→ GOAL OF THE EXERCISE: For this exercise, output every line of the data as it stands.

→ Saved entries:
------------------------------------------------------------

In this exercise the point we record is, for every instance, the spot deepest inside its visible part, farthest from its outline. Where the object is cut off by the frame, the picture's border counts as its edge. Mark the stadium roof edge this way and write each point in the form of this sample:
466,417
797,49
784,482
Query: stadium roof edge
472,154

------------------------------------------------------------

→ RESULT FOR THIS TASK:
In this exercise the point we record is, for every instance, the spot deepest inside its visible part, farthest from its outline. Where the object is cut off by the frame, the picture's border counts as its edge. Mark the stadium roof edge this way and write each point in the form of this sample:
466,417
797,49
784,482
Query: stadium roof edge
472,154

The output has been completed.